Design Solutions

 

Did COVID-19 help reveal the path forward for industry?

Published: 11 September 2020 - Rachael Morling

While initially concerned at the impact of remote work mandated as part of COVID-19 safe working practices, many industrial leaders were encouraged to find the use of manufacturing executions systems (MESs) and plant data repositories (Historians) reduced the challenge of maintaining effective control of production from afar. So what’s going to happen at firms that weren’t so well prepared at the outset? Here, Sean Robinson, service leader at industrial automation provider Novotek UK and Ireland, explains why modern plant systems should be part of a competitive toolkit even when there is no pandemic.

50 years ago, the thought that a plant manager could stay home and be able to have meaningful oversight of operations, while collaborating with other remote colleagues on the details, was unbelievable. If COVID-19 had struck at that time, most factories would have simply closed entirely. 
 
Today, instead, with the right industrial IT solutions, plant management — along with team supervisors, quality leaders, engineers and continuous improvement managers — can work as a team as if they were together, regardless of where they are. A combination of developments in IT and OT have come together to make this possible.
 
There are now ways to securely deliver existing automation software applications such as SCADA via the web. Likewise, plant data repositories, or Historian software, have had the speed and power of their collection and storage capabilities supplemented with modern, web-based tools for exploring data. This includes ways to quickly add context and description to otherwise technical data points, so there can now be one source of raw truth that is accessible from anywhere, comprehensible by anyone.

• Recorded data:
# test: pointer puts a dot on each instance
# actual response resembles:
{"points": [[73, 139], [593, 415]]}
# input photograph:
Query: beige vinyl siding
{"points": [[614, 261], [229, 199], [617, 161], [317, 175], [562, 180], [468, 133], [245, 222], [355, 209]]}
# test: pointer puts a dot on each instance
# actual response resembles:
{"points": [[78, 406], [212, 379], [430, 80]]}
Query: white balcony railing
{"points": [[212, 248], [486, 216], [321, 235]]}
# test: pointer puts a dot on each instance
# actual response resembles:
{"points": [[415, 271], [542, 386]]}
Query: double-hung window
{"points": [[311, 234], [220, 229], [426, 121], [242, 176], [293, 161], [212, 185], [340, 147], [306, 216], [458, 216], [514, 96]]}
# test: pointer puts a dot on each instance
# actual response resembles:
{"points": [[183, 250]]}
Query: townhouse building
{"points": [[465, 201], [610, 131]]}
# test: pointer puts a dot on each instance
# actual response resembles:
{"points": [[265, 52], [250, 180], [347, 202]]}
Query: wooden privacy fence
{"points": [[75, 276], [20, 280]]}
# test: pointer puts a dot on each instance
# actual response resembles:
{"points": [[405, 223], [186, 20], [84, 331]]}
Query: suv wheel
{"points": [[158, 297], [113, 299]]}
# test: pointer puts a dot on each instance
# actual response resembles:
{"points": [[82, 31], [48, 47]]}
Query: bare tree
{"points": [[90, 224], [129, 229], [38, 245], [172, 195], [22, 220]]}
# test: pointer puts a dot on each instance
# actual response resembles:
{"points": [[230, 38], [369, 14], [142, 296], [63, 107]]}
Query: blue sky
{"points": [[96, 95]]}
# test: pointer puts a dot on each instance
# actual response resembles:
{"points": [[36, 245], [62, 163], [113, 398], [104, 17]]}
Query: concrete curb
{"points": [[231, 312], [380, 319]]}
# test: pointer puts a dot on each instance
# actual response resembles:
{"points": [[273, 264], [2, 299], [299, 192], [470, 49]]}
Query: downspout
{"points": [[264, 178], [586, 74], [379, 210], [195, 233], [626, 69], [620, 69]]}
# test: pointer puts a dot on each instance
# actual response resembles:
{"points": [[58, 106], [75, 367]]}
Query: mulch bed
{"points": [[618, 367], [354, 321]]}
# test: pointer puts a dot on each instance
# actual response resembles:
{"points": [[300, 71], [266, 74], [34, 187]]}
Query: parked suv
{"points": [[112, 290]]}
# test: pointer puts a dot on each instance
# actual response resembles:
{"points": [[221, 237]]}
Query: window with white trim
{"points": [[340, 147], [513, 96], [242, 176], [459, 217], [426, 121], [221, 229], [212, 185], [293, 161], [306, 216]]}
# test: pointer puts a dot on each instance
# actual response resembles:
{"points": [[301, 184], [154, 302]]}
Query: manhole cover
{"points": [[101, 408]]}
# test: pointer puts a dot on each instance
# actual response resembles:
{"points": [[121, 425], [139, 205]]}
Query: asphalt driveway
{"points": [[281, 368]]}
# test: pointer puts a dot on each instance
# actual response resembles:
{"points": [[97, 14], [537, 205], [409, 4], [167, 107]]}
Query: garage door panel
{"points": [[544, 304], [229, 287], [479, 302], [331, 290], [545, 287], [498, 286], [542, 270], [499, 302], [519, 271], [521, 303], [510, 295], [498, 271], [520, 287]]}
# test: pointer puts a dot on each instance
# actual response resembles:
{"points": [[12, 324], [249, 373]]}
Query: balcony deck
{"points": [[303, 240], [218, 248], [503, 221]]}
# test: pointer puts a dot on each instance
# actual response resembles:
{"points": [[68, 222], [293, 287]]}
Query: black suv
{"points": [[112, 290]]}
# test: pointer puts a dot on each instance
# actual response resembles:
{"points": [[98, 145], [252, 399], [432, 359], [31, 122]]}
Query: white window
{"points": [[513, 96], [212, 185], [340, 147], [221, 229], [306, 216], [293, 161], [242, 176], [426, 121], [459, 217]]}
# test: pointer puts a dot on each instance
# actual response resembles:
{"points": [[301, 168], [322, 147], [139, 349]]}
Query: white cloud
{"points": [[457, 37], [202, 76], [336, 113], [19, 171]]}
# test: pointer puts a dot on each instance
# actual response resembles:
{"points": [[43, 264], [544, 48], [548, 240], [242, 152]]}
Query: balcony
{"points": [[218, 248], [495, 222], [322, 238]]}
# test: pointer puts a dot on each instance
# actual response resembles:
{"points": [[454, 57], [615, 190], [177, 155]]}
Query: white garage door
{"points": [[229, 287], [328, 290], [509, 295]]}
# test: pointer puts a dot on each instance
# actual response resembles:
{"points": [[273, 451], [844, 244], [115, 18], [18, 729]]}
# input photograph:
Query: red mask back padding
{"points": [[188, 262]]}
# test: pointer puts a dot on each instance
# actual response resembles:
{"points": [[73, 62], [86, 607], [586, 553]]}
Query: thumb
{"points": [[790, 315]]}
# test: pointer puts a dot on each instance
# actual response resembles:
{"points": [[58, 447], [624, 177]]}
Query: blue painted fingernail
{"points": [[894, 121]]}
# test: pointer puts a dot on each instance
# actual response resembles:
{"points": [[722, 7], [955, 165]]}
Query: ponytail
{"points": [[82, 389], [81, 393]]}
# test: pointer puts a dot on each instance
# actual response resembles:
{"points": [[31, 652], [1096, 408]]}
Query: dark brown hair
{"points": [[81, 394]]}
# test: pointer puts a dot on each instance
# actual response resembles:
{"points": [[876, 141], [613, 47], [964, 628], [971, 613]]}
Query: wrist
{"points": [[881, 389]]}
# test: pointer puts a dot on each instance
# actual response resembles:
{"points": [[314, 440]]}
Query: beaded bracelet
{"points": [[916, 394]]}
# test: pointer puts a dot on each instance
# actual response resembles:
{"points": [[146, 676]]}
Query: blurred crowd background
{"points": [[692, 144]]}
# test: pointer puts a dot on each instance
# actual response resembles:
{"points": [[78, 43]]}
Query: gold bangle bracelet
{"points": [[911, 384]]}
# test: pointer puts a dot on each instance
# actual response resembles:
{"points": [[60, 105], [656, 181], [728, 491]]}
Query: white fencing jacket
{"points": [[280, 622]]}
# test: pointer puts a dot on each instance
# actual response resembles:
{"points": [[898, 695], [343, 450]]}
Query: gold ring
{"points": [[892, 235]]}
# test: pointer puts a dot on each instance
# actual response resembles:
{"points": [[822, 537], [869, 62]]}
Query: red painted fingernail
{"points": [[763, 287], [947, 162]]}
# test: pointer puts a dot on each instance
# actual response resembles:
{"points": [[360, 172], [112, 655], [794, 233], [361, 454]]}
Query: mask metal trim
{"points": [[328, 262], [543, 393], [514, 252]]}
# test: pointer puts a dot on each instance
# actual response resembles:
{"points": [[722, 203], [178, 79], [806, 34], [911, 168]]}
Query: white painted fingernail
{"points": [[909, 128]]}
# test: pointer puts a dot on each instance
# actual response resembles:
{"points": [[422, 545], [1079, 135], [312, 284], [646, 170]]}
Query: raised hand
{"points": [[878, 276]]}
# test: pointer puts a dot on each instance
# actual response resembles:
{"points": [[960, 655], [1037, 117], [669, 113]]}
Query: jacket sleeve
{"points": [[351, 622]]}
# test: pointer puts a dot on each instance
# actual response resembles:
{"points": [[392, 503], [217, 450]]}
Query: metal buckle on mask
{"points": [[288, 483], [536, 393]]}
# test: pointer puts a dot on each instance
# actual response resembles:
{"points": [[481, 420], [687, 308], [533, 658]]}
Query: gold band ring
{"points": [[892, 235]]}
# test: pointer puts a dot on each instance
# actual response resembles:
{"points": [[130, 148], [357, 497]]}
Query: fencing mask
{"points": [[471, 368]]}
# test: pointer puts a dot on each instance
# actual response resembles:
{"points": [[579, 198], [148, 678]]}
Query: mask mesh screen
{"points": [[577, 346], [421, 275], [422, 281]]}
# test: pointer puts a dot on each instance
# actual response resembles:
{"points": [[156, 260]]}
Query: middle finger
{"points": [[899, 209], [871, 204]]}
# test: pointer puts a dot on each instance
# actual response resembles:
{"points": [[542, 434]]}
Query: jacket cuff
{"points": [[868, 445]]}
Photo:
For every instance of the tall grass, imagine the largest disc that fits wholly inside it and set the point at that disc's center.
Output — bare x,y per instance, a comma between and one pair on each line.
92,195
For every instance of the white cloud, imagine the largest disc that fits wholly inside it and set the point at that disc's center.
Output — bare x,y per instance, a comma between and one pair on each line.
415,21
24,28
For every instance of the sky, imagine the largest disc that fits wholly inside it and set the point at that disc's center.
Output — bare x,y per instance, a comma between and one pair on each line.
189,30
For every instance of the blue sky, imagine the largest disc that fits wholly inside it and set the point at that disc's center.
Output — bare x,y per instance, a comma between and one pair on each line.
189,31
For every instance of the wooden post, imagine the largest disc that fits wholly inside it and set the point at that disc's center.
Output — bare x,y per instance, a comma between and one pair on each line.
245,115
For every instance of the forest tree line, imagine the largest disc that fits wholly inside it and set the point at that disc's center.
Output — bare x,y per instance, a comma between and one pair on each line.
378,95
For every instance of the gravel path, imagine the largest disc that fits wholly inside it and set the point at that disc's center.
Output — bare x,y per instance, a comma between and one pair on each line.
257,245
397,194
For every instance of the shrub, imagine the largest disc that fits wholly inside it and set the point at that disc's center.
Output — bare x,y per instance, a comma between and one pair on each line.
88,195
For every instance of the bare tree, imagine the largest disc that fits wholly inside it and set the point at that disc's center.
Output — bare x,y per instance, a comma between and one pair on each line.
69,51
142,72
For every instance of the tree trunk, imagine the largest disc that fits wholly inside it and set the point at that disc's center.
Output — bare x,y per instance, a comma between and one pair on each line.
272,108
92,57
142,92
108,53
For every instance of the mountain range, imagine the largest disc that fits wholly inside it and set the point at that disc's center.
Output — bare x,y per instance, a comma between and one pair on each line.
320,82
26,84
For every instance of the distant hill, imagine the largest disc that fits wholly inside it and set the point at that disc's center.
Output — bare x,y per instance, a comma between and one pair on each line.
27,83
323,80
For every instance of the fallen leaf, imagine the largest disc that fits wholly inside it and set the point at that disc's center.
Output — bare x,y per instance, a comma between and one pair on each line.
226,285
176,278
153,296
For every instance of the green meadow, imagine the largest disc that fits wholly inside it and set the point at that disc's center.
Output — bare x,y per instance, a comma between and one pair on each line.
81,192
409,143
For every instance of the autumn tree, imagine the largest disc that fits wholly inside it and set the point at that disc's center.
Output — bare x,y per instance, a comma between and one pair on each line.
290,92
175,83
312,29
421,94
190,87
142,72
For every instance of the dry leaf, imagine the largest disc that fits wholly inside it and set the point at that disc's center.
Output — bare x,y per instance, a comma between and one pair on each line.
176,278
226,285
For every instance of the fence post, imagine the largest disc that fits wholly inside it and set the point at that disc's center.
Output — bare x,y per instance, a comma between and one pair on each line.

• Task item: Could you resume the article on COVID-19 and remote oversight of manufacturing, continuing right after its final sentence?

• Output below:
Full-fledged production tracking systems or MESs have similarly had rich web-based front ends built, so that the detailed flow of events and activities can be tapped into from anywhere, regardless of how those systems may have had to be tied to on-site automation and sensors
 
The driving force behind the evolution of plant tech, though, was to enable greater productivity. With information from core operations readily at hand, alongside information from the broader enterprise, leading firms began to accelerate their continuous improvement efforts, undertake deeper collaboration with suppliers and other industrial partners and develop better insights into how to refine products and processes. The fact that their modern systems lent themselves to remote work and collaboration would come to be seen as a bonus aspect to these capabilities. 
 
Despite the ready availability of modern plant IT and automation, and the numerous documented cases of manufacturers realising the benefits of modern systems, many factories remain wedded to paper, spreadsheets and ad-hoc/as-able machine data analysis efforts (often based on manual extraction and collation of data from individual assets).  The implications of this go beyond it being comparatively inconvenient to deal with remote working.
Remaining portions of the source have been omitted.